■ WHAT YOU SHOULD DO ■
Retype all of the material exactly, leaving no line out.
--- DATA TO PROCESS ---
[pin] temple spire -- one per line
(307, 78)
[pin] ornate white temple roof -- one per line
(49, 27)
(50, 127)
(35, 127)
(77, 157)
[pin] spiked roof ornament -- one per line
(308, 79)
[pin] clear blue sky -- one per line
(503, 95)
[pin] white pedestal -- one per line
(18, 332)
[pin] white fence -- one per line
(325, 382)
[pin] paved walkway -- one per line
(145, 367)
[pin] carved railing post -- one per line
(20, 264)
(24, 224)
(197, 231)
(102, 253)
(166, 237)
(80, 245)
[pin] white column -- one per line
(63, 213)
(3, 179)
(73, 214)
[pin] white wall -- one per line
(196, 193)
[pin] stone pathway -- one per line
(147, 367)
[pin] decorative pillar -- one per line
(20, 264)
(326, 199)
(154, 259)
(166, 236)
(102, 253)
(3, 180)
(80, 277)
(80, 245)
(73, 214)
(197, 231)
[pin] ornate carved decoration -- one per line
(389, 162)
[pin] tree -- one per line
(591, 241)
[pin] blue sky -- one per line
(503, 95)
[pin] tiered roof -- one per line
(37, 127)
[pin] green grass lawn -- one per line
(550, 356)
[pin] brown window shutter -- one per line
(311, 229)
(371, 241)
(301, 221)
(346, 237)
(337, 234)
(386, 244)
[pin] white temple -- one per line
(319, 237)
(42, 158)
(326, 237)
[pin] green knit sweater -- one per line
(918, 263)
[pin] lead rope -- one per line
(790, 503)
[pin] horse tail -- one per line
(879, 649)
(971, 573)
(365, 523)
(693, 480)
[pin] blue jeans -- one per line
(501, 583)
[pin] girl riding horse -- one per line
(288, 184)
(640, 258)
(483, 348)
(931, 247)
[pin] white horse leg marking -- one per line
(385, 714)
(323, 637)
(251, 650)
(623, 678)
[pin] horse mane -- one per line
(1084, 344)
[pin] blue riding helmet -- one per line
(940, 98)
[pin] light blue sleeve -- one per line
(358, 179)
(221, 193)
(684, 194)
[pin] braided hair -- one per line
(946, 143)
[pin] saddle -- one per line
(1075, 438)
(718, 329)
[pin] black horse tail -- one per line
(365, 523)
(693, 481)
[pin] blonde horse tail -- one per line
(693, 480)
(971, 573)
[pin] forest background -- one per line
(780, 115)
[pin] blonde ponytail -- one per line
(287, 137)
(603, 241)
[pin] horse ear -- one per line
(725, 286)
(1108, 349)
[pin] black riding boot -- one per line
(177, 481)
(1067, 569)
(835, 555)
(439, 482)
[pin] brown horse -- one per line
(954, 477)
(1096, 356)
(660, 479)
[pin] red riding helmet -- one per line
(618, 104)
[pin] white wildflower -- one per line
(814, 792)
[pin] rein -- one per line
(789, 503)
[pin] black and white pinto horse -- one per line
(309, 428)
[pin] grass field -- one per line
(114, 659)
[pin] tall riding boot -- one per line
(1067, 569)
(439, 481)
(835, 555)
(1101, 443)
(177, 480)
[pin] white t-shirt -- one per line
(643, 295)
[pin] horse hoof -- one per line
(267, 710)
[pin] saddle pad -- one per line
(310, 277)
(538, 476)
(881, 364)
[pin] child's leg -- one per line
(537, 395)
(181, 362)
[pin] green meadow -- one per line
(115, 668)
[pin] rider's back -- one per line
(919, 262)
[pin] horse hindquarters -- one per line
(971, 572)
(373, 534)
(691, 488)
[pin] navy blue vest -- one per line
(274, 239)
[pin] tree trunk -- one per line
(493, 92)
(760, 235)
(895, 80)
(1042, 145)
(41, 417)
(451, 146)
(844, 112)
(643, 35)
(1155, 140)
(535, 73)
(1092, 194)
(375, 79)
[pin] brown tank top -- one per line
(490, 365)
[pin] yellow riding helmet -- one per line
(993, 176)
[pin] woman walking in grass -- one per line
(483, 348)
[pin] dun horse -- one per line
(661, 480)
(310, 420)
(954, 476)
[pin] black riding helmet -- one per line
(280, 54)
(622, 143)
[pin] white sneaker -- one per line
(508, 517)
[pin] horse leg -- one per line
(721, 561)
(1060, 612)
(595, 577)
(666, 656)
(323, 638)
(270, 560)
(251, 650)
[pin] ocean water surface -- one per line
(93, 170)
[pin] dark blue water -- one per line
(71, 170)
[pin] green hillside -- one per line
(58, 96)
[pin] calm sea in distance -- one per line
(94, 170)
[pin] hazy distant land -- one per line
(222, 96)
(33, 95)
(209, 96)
---
■ RESPONSE TO THIS TASK ■
[pin] temple spire -- one per line
(307, 78)
[pin] ornate white temple roof -- one per line
(49, 27)
(50, 127)
(35, 127)
(77, 157)
[pin] spiked roof ornament -- one per line
(308, 79)
[pin] clear blue sky -- one per line
(503, 95)
[pin] white pedestal -- one per line
(18, 332)
[pin] white fence -- one per line
(325, 382)
[pin] paved walkway -- one per line
(145, 367)
[pin] carved railing post -- one per line
(20, 264)
(24, 224)
(197, 231)
(102, 253)
(166, 237)
(80, 245)
[pin] white column -- one per line
(63, 213)
(3, 179)
(73, 214)
[pin] white wall -- one per line
(196, 193)
[pin] stone pathway -- one per line
(147, 367)
[pin] decorative pillar -- one per line
(20, 264)
(326, 199)
(154, 259)
(166, 236)
(102, 253)
(3, 180)
(80, 277)
(80, 245)
(73, 214)
(197, 231)
[pin] ornate carved decoration -- one per line
(389, 162)
[pin] tree -- one per line
(591, 241)
[pin] blue sky -- one per line
(503, 95)
[pin] tiered roof -- one per line
(37, 127)
[pin] green grass lawn -- one per line
(550, 356)
[pin] brown window shutter -- one per line
(311, 229)
(371, 241)
(301, 221)
(346, 237)
(337, 234)
(386, 244)
[pin] white temple -- one per line
(319, 237)
(42, 158)
(326, 237)
[pin] green knit sweater -- one per line
(918, 263)
[pin] lead rope -- one per line
(790, 503)
[pin] horse tail -- one per line
(879, 649)
(971, 573)
(365, 523)
(693, 480)
[pin] blue jeans -- one per line
(501, 583)
[pin] girl riding horse -- one per line
(288, 184)
(640, 258)
(483, 348)
(931, 247)
[pin] white horse leg marking -- one per line
(385, 714)
(323, 637)
(251, 650)
(623, 678)
[pin] horse mane -- one per line
(1084, 344)
[pin] blue riding helmet -- one per line
(940, 98)
[pin] light blue sleeve -- one per line
(358, 179)
(221, 193)
(684, 194)
[pin] braided hair -- one per line
(946, 143)
[pin] saddle -- one per line
(1075, 438)
(718, 329)
[pin] black horse tail -- one per line
(365, 523)
(693, 481)
[pin] blonde horse tail -- one per line
(693, 480)
(971, 573)
[pin] forest background -- one per line
(780, 115)
[pin] blonde ponytail -- one per line
(287, 137)
(603, 241)
[pin] horse ear -- one per line
(725, 286)
(1108, 349)
[pin] black riding boot -- one per line
(177, 481)
(1067, 569)
(835, 555)
(439, 482)
[pin] brown horse -- one per line
(954, 477)
(1096, 356)
(660, 479)
[pin] red riding helmet -- one per line
(618, 104)
[pin] white wildflower -- one per line
(814, 792)
[pin] rein -- one per line
(789, 503)
[pin] black and white pinto horse -- one per line
(309, 428)
[pin] grass field -- one per line
(114, 659)
[pin] tall riding boot -- one per line
(1067, 569)
(439, 481)
(835, 555)
(1101, 443)
(177, 480)
[pin] white t-shirt -- one per line
(643, 295)
[pin] horse hoof -- one per line
(267, 710)
[pin] saddle pad -- one per line
(310, 277)
(538, 476)
(881, 364)
[pin] child's leg -- one per line
(537, 395)
(181, 362)
[pin] green meadow -- one per line
(115, 668)
[pin] rider's back -- one per line
(919, 262)
[pin] horse hindquarters -- one per line
(971, 572)
(373, 534)
(691, 488)
[pin] navy blue vest -- one per line
(274, 239)
[pin] tree trunk -- one per line
(493, 92)
(760, 235)
(895, 80)
(1042, 145)
(41, 417)
(451, 146)
(844, 112)
(643, 35)
(1155, 140)
(535, 73)
(1092, 194)
(375, 79)
[pin] brown tank top -- one per line
(490, 365)
[pin] yellow riding helmet -- one per line
(993, 176)
[pin] woman walking in grass -- one per line
(483, 348)
[pin] dun horse -- one per line
(661, 480)
(310, 420)
(954, 476)
[pin] black riding helmet -- one per line
(280, 54)
(622, 143)
[pin] white sneaker -- one per line
(508, 517)
[pin] horse leg -- one per line
(721, 561)
(1060, 612)
(595, 577)
(666, 656)
(323, 638)
(270, 560)
(251, 650)
[pin] ocean water surface -- one per line
(93, 170)
[pin] dark blue water -- one per line
(71, 170)
[pin] green hillside -- one per line
(58, 96)
[pin] calm sea in distance -- one per line
(94, 170)
[pin] hazy distant land -- one per line
(222, 96)
(33, 95)
(209, 96)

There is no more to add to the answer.